Can you rewrite all the rows below, requests included, with every point coordinate in the answers rescaled by 2.5 and rounded to a whole number, halves rounded up?

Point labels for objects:

[BEGIN]

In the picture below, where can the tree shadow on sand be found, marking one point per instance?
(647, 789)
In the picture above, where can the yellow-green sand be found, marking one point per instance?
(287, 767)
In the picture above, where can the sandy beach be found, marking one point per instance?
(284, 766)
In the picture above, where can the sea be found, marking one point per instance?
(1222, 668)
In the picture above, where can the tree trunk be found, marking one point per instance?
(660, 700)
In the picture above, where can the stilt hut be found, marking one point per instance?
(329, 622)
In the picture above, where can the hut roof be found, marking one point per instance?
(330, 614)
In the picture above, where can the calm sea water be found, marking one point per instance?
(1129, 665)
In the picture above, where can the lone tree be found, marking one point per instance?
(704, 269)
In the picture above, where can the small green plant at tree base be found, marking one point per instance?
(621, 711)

[END]

▶ [FINAL RESULT]:
In the picture below, where can the tree shadow on sand be found, marking one point per instance?
(1618, 1973)
In the picture above, where can the yellow-green sand be found, marking one point per instance?
(718, 1918)
In the picture above, where can the sandy beach be found, marking one point per instance?
(710, 1915)
In the picture above, where can the sea be found, marking one point per instance?
(3055, 1670)
In the picture above, where can the tree trunk be found, marking one point per instance?
(1650, 1750)
In the picture above, where can the stilt hut be found, marking one point per instance?
(823, 1555)
In the picture above, where can the hut roof be found, marking one point per instance?
(825, 1535)
In the picture above, where can the calm sea water be found, marking one point per instance?
(2823, 1663)
In the picture above, where can the lone tree be found, marking one point per instance?
(1760, 673)
In the picture above, where can the small green plant at tree base be found, marking one point per instance?
(1553, 1778)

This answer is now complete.